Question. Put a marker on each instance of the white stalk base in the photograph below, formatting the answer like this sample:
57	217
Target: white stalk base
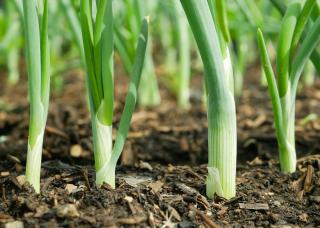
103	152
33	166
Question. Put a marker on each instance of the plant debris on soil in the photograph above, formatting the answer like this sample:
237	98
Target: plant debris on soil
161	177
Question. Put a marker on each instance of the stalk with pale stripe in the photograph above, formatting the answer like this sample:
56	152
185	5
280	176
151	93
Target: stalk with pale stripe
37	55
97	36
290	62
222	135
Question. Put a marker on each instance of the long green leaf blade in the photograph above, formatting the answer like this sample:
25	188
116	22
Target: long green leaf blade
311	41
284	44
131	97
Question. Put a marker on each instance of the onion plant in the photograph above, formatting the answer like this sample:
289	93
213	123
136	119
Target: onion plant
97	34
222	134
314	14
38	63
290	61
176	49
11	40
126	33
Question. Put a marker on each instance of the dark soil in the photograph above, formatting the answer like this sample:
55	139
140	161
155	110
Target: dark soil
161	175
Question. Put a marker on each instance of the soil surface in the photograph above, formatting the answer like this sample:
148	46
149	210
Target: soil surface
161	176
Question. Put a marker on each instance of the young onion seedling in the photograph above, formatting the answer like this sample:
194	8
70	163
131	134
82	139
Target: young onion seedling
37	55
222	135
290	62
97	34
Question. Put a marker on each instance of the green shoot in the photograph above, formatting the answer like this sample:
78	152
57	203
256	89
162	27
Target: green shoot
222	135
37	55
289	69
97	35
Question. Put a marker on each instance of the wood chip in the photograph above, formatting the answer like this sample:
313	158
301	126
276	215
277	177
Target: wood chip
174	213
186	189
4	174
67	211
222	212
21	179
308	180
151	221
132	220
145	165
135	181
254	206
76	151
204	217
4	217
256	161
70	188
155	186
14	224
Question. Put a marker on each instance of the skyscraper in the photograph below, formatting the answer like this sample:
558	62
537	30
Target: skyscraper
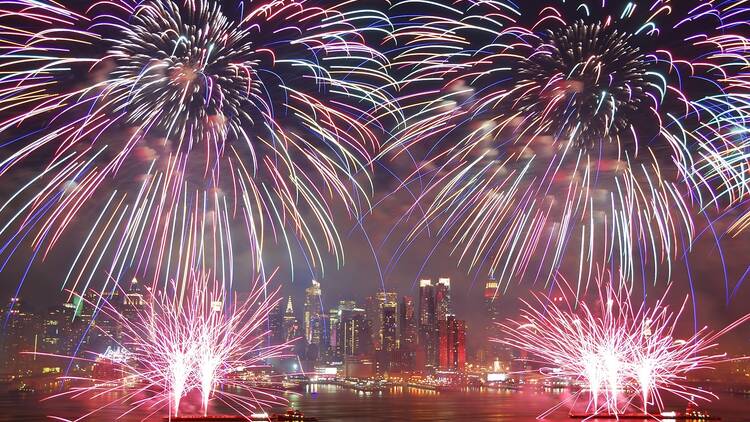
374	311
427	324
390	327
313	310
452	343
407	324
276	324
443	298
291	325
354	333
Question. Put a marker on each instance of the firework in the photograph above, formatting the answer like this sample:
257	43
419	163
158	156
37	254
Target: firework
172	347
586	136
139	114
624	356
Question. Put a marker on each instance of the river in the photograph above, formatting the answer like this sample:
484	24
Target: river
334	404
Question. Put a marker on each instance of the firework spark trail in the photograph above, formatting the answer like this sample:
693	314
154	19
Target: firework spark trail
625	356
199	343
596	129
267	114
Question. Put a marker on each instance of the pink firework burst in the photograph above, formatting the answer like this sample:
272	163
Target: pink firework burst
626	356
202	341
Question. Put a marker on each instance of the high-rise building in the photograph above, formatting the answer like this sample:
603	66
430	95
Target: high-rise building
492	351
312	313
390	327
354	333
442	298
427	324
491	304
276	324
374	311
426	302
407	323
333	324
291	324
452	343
□ □ □ □ □
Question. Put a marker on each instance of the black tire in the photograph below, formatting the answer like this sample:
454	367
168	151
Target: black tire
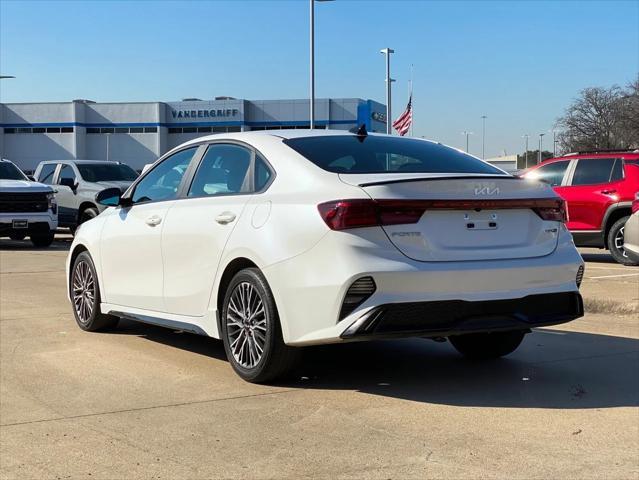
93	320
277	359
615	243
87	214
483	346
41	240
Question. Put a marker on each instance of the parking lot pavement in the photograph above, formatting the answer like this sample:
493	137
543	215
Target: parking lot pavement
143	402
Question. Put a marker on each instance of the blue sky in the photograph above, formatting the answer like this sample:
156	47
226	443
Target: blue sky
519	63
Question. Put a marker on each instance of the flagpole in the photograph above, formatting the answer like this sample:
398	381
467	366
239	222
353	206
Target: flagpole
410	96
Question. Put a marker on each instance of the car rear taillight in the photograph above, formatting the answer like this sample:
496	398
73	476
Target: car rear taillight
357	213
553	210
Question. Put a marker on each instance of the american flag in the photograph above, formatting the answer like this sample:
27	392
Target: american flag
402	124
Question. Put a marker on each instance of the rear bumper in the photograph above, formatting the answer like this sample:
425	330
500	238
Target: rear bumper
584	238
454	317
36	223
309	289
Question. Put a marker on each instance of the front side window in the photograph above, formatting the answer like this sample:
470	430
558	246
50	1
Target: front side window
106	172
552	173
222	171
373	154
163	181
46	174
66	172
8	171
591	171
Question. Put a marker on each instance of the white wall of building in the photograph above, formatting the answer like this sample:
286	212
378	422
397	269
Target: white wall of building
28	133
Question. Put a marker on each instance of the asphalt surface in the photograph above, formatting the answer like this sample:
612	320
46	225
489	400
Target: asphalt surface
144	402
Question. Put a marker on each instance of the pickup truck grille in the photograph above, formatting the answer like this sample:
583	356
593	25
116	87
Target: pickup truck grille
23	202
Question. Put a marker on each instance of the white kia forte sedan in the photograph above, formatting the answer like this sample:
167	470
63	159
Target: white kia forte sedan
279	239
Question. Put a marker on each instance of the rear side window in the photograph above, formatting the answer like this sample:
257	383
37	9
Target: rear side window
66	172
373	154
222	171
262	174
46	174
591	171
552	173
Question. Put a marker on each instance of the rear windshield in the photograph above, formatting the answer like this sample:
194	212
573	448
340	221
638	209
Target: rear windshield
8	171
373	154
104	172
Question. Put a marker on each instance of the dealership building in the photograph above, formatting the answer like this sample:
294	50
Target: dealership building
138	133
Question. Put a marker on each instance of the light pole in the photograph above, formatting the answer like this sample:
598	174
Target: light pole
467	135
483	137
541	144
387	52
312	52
□ □ □ □ □
REQUIREMENTS ->
Pull out every line of the material above that contains the word "wood". Copy each such line in full.

SOLUTION TO THIS EXERCISE ->
Question. Put a marker on each instance of the wood chip in the photograph above, formatting the answer like this sample:
Target: wood chip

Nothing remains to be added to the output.